-- Selection --

* START *

I like this quote from Ben Graham circa 1934
"The market is a pendulum that forever swings between unsustainable optimism and unjustified pessimism."
I think the pendulum is still swinging and we are heading into unjustified pessimism territory.



345Jabber said:


> It's good to laugh, but the greedy never got off their feet.


I often wonder who these greedy people are?
Public service drones like me who aspire not to have to live from paycheque to pay-cheque and try to save and invest our earnings wisely most of the time.

People like my OH's former boss who last year employed 200 people and now is down to 13 and stressed out of his mind. He paid €100 000s in taxes last year and I expect will pay diddly this year.

People like Sean Quinn who employ 1000s of people and got seriously burned investing his profits.

Its all very trite writing these people off as greedy.



			
				meatmonger said:
			
		

> its not good enough to blame just international factors like the politicans do. .


But it is naive to dismiss these international factors, which are a HUGE part of what's happening. I live in France, I worked in the USA and still keep in touch with many natives and they are all wailing the same dirge.

We have local factors, one of which is that we are falling from a higher place economically. One of which was the property bubble. But there were plenty of property bubbles in the US too, more localised than ours but affecting just as many people.


----------



## Purple (1 Apr 2009)

* END *

-- Your tasks --
• A. According to the forum thread, how many people does the former boss employ now?
• B. Please reproduce the forum thread from "People like Sean" up to and including "off as greedy.".
• C. Write the next part of the forum thread, picking up from its last line.
These rows come from a separate source.

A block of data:
* START *

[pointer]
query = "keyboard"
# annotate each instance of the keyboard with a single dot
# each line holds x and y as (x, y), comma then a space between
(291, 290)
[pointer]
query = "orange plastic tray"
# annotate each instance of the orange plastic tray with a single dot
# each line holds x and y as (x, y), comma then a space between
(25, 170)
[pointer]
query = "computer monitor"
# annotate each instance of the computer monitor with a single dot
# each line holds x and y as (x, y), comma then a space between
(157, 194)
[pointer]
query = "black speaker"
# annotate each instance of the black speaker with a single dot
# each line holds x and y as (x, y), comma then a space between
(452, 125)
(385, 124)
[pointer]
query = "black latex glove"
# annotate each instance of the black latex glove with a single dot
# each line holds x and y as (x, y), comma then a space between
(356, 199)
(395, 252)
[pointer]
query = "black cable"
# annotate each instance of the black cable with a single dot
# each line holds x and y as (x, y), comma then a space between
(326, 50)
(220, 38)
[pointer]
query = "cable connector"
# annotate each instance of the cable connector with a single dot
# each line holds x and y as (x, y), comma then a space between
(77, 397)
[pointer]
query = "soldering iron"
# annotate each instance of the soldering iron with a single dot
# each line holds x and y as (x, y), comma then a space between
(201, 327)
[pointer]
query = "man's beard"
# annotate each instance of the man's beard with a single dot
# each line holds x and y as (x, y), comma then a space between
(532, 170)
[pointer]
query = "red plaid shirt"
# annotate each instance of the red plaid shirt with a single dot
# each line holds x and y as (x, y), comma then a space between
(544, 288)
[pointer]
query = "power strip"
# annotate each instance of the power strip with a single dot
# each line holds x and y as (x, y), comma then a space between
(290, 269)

* END *

-- Task-by-task outputs --
• A. 13 people.

• B.
People like Sean Quinn who employ 1000s of people and got seriously burned investing his profits.

Its all very trite writing these people off as greedy.

• C.
Excellent post Mommah.


----------



## room305 (5 Apr 2009)

I'm not sure what exactly is meant by "stable" but there are two periods when Ireland experienced growth, as measured by an increase in worker productivity, a consequent increase in real wages, high employment and positive GDP.

From the late 1850s through the early 1900s when we punched hugely above our weight in economic terms during one of the first major eras of globalisation.

And as Purple has said, from the early to mid nineties through to just before the turn of the century.

But these were aberrations and our natural state seems to be mainly one of fecklessness and poverty.


----------



## Mommah (5 Apr 2009)

room305 said:


> But these were aberrations and our natural state seems to be mainly one of fecklessness and poverty.


 
I'm sorry but these sort of statements of self-loathing really annoy me.

What is feckless?...according to wikipedia http://en.wiktionary.org/wiki/feckless

Lacking purpose
Without skill
Ineffective, incompetent
Lacking the courage to act in a meaningful way
Lacking vitality.
There is no way having lived in 4 different countries that any of these apply to the stereotypical irish person or Ireland Inc.

As for vitality Ireland, its vitality is one of the things I miss most about Ireland when I'm abroad. The vitality in Ireland is palpable. My most recent visit at the end of March, I was blown away by the buzz in the coffee shops the restaurants, the pubs. Amazing.

As for poverty....WTF???

Ireland is listed as either 4th, 5th or 6th richest countries out of over 200 listed by GDP here http://en.wikipedia.org/wiki/List_of_countries_by_GDP_(nominal)_per_capita

The is no way in h ell that there is any real poverty in Ireland.
I used to work in disadvantaged areas visiting people at home and saw poverty related to addiction and mental illness. But aside from that...none.
If you want to see real poverty in the first world might I suggest inner city places in the US.

The economy is nose diving. We need to quit whining and behaving like a teenager dumped by their first boyfriend. We need to deal with it and move forward. That requires understanding our strengths...which are many.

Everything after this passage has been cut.